Task data:

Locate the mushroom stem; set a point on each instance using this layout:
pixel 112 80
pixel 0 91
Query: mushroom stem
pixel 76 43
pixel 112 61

Exercise brief: Set down the whole of the material, exactly.

Worked solution:
Locate the mushroom stem; set a point on each instance using this layout:
pixel 112 80
pixel 0 91
Query: mushroom stem
pixel 76 43
pixel 112 61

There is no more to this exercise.